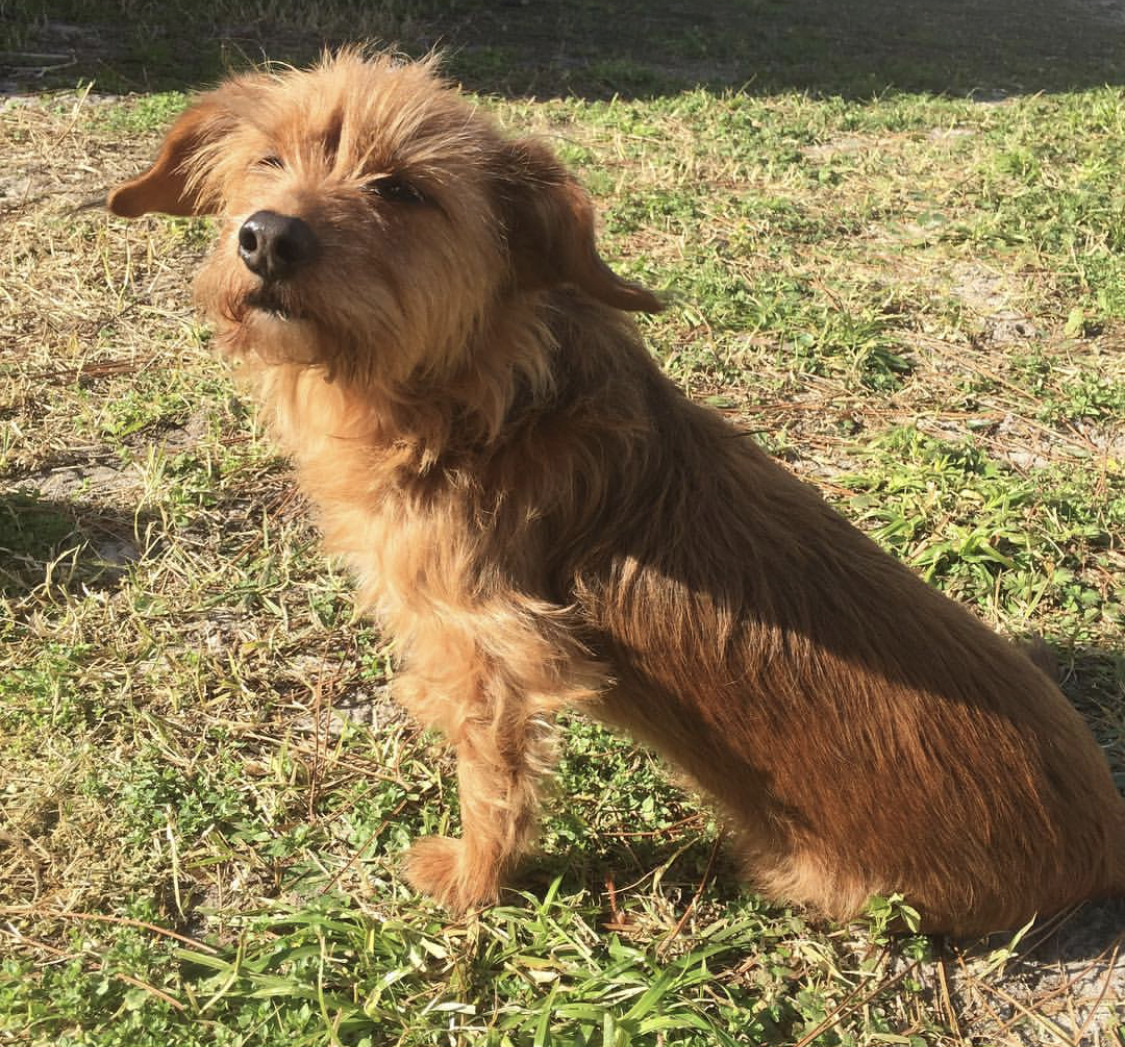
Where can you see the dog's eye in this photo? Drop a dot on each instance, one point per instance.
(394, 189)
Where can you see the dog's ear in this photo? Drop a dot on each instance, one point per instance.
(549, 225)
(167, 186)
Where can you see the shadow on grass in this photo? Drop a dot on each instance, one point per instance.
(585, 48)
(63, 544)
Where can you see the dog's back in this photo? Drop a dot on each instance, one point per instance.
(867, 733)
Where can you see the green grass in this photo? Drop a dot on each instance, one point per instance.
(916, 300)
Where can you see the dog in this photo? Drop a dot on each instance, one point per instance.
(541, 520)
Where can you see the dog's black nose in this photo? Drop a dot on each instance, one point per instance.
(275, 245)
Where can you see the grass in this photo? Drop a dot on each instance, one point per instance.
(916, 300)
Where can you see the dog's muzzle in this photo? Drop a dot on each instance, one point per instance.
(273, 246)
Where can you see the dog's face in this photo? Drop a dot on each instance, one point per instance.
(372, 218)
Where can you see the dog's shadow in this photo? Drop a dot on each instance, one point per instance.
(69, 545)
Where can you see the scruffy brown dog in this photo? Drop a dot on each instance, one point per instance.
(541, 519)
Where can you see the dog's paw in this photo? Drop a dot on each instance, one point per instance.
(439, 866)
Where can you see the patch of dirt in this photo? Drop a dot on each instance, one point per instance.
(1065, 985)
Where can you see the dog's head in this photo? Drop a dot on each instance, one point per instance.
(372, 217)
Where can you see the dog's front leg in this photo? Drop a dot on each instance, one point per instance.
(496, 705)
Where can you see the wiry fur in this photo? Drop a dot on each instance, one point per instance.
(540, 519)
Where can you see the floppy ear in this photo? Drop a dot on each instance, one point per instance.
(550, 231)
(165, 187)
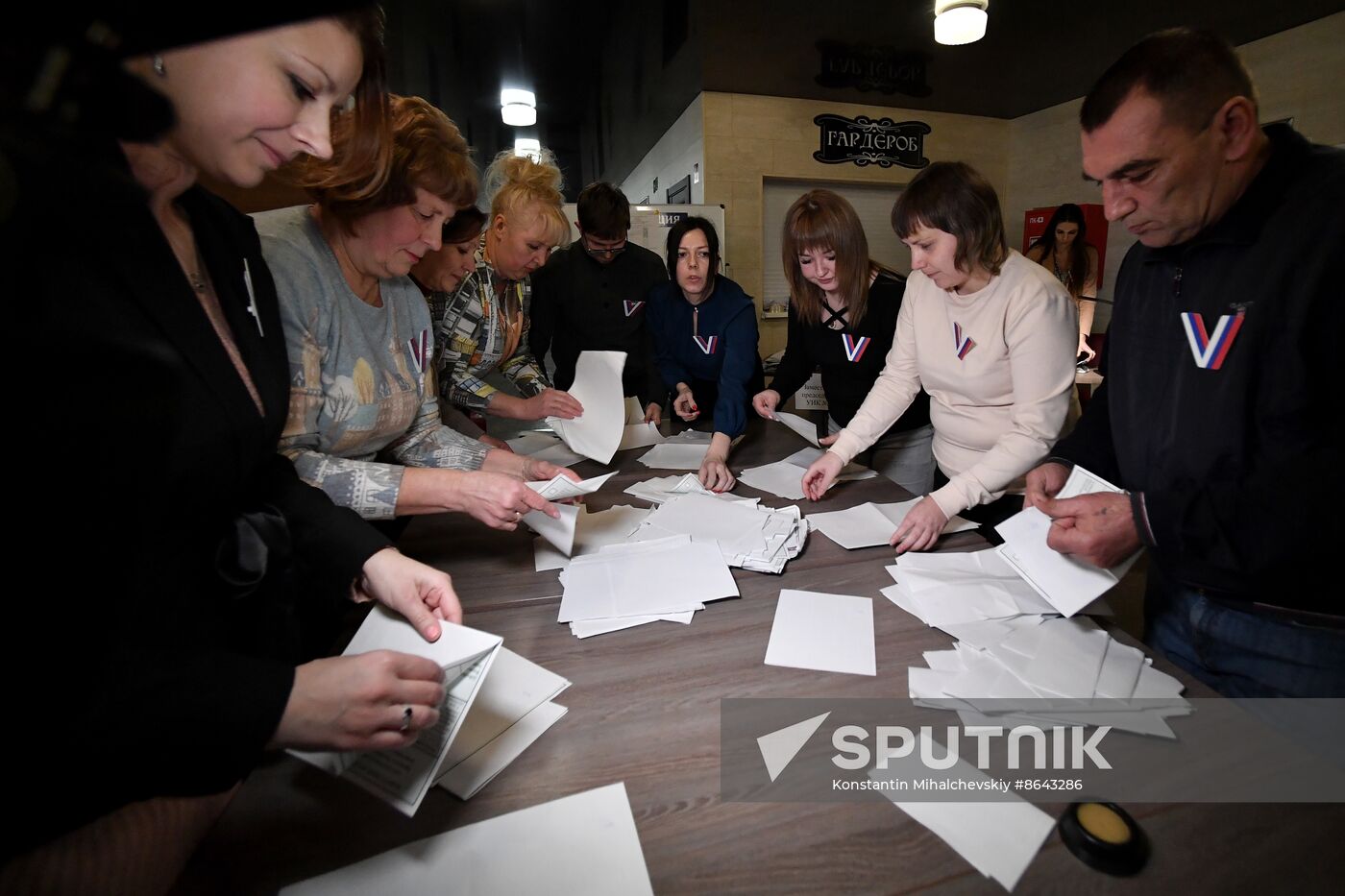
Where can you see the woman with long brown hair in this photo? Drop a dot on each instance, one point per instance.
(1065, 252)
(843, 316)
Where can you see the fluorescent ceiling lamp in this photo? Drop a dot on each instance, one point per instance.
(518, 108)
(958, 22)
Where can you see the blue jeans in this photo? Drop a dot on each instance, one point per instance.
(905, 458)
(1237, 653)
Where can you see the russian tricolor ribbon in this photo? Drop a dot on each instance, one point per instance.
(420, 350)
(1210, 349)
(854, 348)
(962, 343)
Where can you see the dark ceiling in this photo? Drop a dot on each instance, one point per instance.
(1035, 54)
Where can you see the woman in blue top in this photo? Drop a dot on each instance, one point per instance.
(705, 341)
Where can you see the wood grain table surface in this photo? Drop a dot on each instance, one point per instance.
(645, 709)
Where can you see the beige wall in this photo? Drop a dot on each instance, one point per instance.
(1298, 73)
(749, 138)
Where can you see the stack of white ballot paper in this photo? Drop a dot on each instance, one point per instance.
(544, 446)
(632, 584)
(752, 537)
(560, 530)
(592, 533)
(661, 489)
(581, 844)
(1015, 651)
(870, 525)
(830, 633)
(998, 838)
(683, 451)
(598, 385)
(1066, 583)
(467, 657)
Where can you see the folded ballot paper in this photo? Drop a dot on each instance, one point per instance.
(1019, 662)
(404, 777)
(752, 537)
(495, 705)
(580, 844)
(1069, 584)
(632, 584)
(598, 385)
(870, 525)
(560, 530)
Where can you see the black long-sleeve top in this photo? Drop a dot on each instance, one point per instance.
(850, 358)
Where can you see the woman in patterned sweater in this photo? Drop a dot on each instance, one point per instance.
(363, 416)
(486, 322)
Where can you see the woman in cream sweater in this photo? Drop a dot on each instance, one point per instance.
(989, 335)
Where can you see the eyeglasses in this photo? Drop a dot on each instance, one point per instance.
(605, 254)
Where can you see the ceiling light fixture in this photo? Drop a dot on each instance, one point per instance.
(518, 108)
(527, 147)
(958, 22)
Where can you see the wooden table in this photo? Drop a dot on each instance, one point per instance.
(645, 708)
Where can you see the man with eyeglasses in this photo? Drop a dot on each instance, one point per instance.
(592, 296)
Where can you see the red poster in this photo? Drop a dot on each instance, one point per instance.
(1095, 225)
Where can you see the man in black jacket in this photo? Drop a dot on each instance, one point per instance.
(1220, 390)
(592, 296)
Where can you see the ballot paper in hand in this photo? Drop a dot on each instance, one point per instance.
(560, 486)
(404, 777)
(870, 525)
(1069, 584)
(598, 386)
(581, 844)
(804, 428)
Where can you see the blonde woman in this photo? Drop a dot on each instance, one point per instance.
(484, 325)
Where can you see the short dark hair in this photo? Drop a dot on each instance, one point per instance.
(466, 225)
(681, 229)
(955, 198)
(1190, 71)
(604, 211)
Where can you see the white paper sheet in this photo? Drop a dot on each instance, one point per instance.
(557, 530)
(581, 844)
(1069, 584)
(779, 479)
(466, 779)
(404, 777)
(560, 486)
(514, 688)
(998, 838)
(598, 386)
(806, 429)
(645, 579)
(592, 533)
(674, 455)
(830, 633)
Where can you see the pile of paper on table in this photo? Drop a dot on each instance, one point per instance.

........

**What is required**
Reproduce all of the records above word for word, leaving out the pictures.

**Full solution**
Where can you see the dog's eye in this photo? Drop a dot on each instance, one point per instance.
(394, 189)
Where can you see the dog's ear in this photo? Drop a dot on each instance, one point per instance.
(549, 225)
(167, 186)
Where can you see the shadow on grass in this photo? Drop a dot on each instance, one point per instance.
(585, 48)
(63, 544)
Where can you see the dog's back in this photo? Drop a dot on each instance, one point per instance.
(867, 733)
Where can you see the green grass in this photo? Drop a dot on each instance, one point per instance.
(916, 300)
Where can you see the dog in this photo? Drop a dot on each instance, one point per instance.
(541, 520)
Where can you see the dog's black nose in this photo? Drop a dot on each instance, one point per instance.
(275, 245)
Where can you see the grass in this photo? Drop a dot on each instance, one point per instance.
(916, 300)
Where can you see the dog's muzzle in this photo? Drop a dot on each instance, one point per instance.
(273, 246)
Where can you see the dog's face in this photo? Drop a dot on each instance, one point per instance.
(372, 218)
Where can you see the dog's shadow in this photo? Drop a dot on each instance, one point per instance.
(69, 545)
Where can you see the scruffy brown dog in this photo? Drop a dot on each instance, one point per instance.
(541, 519)
Where can you see the dog's paw in this photo? Drop a dot on each instance, one point per instance.
(439, 866)
Where can you see the patch of dirt in this photo? Drop a dot on each instance, one point per instance.
(1065, 985)
Where can you see the dog's head in this photo? Drop a dot on each instance, one point per instance.
(372, 217)
Where can you see the dog's front leg in this photo? Drop a dot on each instance, one point per instance.
(496, 705)
Where can you see the wiry fur in this photo? Drop a dot on each instance, one point per instance.
(540, 519)
Where can you see the floppy ear in this photo? Drop a dot on each instance, one point per instance.
(550, 231)
(165, 187)
Where can you see the woman with long brown hair in this photo? Drop a dot on each instance, one point per instance.
(1065, 252)
(843, 316)
Where can you see the fluorescent ceiling lamp in this photo? Drop a dot on each instance, one point per instance.
(518, 108)
(958, 22)
Where can you see the blue jeans in this photo? Drop a dot on each instance, one point per instance.
(905, 458)
(1237, 653)
Where can you see the russian tricolor ribbon in this photo? Drop a dot on each instance, one point per instance.
(420, 350)
(1210, 349)
(854, 348)
(962, 343)
Where can you see the dark ceiling in this photo? Drop a dot on each instance, one point per instance.
(1035, 54)
Where can you see the woman in blue top in this photo? Drop a dot on each instance, one point per instance.
(705, 341)
Where can you see the wood grain table surface in this photo? Drop a dot on each instance, one point per instance.
(645, 709)
Where can you see the beige wall in this photo? Drop a dot on each instance, one point per instance.
(1298, 73)
(749, 138)
Where can you see the stack of white ballot paper in this photo? Drop a dot on each instance, one point per instance.
(544, 446)
(632, 584)
(752, 537)
(560, 530)
(592, 533)
(661, 489)
(581, 844)
(1015, 651)
(870, 525)
(830, 633)
(998, 838)
(683, 451)
(598, 385)
(1066, 583)
(467, 657)
Where can you see the folded ballot paper in this photo? Drop a dot on each instance, one point per instance.
(1019, 662)
(404, 777)
(752, 537)
(495, 705)
(580, 844)
(1069, 584)
(632, 584)
(598, 385)
(870, 525)
(560, 530)
Where can you see the black long-sleeve top in this photo? Drop a dot on each instance, one point per instance.
(850, 358)
Where can you see the woman in patterned sweater in this photo? Drop a dot on each instance, one point per instance.
(363, 416)
(486, 322)
Where can you see the woman in cream sweater in this photo? Drop a dot on each instance, one point per instance.
(989, 335)
Where can you see the eyeglasses in this photo? Drop a dot on each instance, one point per instance.
(605, 254)
Where can you see the ceiling light fixture in this photo? Drop a dot on each instance, one point per instance.
(518, 108)
(527, 147)
(958, 22)
Where can you see the wooden table in this photo? Drop a dot on each instance, one point per instance.
(645, 708)
Where can you see the man with eyeglasses in this photo? Drop a dot on each instance, one point per instance.
(592, 296)
Where can you see the red poster in this photo? Drop a dot on each instance, one point per instance.
(1095, 225)
Where can you see the man in black jacket in this photo? Drop a dot on each instance, one point per instance.
(1220, 390)
(592, 296)
Where can you see the ballot paper in hand in this photo? Drop a dot on each instance, one point per instance.
(560, 486)
(404, 777)
(870, 525)
(1069, 584)
(598, 386)
(581, 844)
(804, 428)
Where can you see the blonde woman in this photo? Drop a dot on each instance, one point per instance.
(484, 325)
Where can you see the short dark hair in this photo? Drop a dot on each instance, one point per instance.
(466, 225)
(681, 229)
(955, 198)
(1190, 71)
(604, 211)
Where can you see the white paper sheet in this photo? Drop a dot on each instance, one point per instance.
(557, 530)
(581, 844)
(1069, 584)
(779, 479)
(466, 779)
(404, 777)
(560, 486)
(514, 688)
(998, 838)
(598, 386)
(806, 429)
(645, 579)
(592, 533)
(674, 455)
(830, 633)
Where can you see the pile of paper on table in this photo? Drop a dot on each instance, one point per instance.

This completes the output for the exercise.